Stored records:

»»

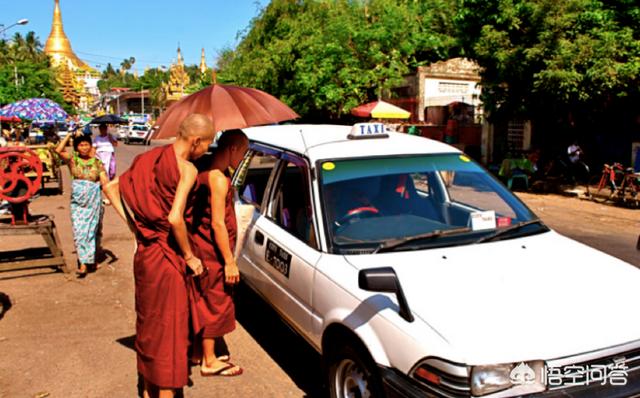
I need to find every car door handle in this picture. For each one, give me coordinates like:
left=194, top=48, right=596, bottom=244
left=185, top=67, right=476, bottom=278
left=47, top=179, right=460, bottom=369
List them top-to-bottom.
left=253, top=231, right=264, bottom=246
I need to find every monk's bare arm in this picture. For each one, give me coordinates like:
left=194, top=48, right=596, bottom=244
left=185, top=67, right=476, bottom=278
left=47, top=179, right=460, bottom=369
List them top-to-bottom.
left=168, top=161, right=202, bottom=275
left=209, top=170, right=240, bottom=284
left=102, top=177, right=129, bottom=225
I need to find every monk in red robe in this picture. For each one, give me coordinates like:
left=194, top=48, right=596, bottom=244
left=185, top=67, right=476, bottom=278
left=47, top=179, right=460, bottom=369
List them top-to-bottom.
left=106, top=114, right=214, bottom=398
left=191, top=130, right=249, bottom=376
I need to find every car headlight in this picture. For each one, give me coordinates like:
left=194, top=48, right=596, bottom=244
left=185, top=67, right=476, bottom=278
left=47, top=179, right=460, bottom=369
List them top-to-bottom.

««

→ WORK TO BE COMPLETED: Reproduce only the part of the items above that opens with the line containing "I need to find every monk's" and closes with the line containing "left=102, top=177, right=129, bottom=225", changing "bare arm" to "shaved head" and leaving everything else unaltered.

→ IN RESPONSE:
I need to find every monk's shaved head in this picture. For each one, give me coordinates like:
left=194, top=48, right=596, bottom=244
left=185, top=67, right=476, bottom=278
left=47, top=179, right=460, bottom=369
List them top-to-bottom.
left=168, top=161, right=202, bottom=275
left=209, top=170, right=240, bottom=284
left=102, top=177, right=129, bottom=225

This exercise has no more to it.